(To-do list)
- a) According to the data deal essay, in which issue of Sources did Ari Kelman introduce the idea of a "data deal"?
- b) Carry on the data deal essay from the point where it stops.

Thinking about a Data Deal
By Laurence Kotler-Berkowitz
American Jewish communal organizations have long collected data to better serve their communities. In the Spring 2024 issue of Sources, our colleague Ari Kelman, a Stanford professor of education and Jewish studies, introduced a provocative idea: a bold new “data deal.” What if American Jews, tech companies, Jewish organizations, and researchers joined forces to create a secure, ethical system for using personal data to better understand Jewish life? After all, many people already share data with “big tech” without realizing it. Could we harness that data for communal good? Kelman challenged his colleagues to think about it: “This prospective and partial vision is meant as a provocation to my colleagues in both research and Jewish organizations to think anew about data: how it is produced, and what it means for the American Jewish community.”
Kelman’s essay indeed provoked us to think about his ideas. As social scientists and long-time researchers in the Jewish communal sector, we at Rosov Consulting certainly support and share Kelman’s vision of American Jewish communities and organizations using data to inform policy, evaluate programs, and strengthen Jewish life. We agree that digital data, sometimes referred to as “big data,” offers new opportunities to communal organizations and researchers. We admire his call for our field to innovate and think creatively.
However, we have some key points we’d like to add—and concerns we want to raise about the foundation of his proposal. The vision as proposed misrepresents existing survey research, overestimates what big data alone can achieve, and sidesteps significant methodological challenges.

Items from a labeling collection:

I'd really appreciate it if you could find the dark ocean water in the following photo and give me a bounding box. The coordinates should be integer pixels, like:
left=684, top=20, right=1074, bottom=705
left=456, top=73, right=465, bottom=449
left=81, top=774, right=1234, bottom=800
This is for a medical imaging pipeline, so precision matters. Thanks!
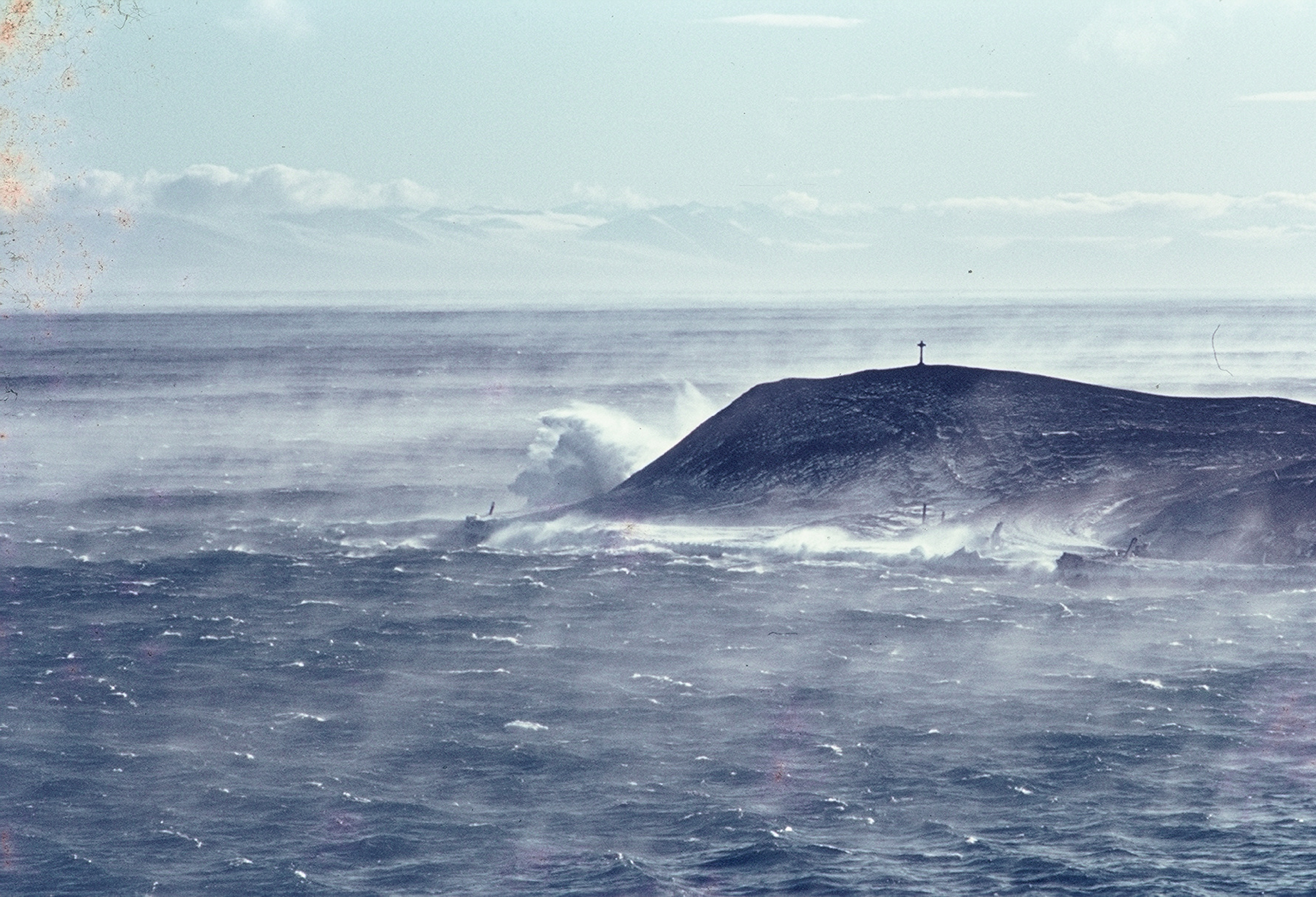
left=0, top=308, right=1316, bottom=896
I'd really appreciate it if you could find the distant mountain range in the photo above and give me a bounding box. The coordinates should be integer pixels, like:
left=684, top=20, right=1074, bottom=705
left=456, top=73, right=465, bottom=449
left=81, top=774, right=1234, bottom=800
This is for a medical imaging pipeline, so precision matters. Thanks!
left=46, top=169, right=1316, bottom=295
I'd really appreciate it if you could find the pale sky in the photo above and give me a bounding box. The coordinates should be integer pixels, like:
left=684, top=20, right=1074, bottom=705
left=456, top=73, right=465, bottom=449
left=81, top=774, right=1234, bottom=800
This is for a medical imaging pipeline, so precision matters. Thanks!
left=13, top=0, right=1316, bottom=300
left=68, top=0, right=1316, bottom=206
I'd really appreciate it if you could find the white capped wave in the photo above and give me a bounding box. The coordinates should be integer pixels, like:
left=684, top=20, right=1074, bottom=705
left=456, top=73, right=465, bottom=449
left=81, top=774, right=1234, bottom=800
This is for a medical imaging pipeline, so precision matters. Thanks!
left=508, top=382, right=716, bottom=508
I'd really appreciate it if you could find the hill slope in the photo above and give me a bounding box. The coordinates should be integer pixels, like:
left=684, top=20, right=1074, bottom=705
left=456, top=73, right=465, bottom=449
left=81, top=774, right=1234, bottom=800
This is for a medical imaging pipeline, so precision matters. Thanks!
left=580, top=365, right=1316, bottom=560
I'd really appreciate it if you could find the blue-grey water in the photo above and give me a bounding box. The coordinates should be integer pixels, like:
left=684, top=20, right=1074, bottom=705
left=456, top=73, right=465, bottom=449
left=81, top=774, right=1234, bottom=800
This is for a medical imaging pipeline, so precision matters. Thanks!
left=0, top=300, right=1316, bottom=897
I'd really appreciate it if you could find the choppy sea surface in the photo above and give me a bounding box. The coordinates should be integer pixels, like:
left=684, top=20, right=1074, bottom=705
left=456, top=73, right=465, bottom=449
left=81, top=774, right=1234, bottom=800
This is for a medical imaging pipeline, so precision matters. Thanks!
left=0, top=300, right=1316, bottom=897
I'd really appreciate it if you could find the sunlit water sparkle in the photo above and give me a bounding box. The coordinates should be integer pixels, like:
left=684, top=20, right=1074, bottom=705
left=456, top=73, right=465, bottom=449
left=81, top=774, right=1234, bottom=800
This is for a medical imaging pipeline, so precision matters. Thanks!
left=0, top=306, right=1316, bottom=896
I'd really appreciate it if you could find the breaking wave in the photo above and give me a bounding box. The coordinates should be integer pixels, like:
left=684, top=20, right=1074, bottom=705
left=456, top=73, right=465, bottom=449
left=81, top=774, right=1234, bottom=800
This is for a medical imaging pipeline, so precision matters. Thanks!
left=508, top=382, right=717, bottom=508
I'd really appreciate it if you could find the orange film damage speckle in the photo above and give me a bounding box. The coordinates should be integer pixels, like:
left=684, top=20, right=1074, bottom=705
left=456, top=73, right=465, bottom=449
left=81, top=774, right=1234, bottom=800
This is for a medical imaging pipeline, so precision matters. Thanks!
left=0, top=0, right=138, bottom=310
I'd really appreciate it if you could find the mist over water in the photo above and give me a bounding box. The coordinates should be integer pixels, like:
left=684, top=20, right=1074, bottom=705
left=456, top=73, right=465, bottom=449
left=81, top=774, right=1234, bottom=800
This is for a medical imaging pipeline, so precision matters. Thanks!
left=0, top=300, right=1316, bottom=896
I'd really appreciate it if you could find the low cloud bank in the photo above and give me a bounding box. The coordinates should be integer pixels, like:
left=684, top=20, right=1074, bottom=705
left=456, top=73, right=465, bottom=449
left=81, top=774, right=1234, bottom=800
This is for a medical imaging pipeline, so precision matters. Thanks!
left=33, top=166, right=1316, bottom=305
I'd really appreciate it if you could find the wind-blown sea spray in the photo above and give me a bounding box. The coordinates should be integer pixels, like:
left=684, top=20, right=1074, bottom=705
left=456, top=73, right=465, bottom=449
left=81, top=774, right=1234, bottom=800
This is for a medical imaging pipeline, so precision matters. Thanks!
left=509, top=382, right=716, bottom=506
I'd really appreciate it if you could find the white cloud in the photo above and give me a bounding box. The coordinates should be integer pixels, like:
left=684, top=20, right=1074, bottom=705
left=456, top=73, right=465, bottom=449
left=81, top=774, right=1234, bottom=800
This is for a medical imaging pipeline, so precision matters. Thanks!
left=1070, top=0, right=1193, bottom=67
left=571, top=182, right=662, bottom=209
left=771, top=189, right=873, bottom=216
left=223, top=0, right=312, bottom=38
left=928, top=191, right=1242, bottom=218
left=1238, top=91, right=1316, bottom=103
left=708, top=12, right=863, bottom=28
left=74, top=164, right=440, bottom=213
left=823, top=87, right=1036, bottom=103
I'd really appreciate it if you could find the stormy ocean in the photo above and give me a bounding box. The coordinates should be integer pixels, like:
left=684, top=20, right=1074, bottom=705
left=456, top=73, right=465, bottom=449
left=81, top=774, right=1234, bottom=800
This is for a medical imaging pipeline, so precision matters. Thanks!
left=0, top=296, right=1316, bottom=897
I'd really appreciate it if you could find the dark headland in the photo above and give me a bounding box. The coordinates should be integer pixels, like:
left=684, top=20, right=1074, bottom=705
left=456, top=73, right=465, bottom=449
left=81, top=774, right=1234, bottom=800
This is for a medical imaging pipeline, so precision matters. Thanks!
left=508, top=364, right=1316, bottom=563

(Task-by-task answers)
- a) The Spring 2024 issue.

- b)
The use of distinctive Jewish names in survey research
For many years, survey researchers have used distinctive Jewish names, commonly referred to as DJNs, to help a identify American Jews for surveys. Kelman is highly critical of the practice. “American Jewish population studies regularly used the presence of ‘distinctive Jewish names’ to estimate population sizes,” he writes. “Despite its obvious problems, the reliability of this practice remained the subject of serious discussion among some scholars of American Jewry well into the 21st century.”
We caution against accepting Kelman’s assessment. Researchers have never used DJNs as the exclusive source of Jewish population estimates because they have always known that would yield biased results. Instead, they utilized DJNs as one of several components of sampling designs that, together with proper survey weights, took advantage of the efficiencies of DJNs, mitigated the biases produced by using DJNs alone, generated valid and reliable survey findings, and did so at significantly reduced costs compared to not using DJNs at all.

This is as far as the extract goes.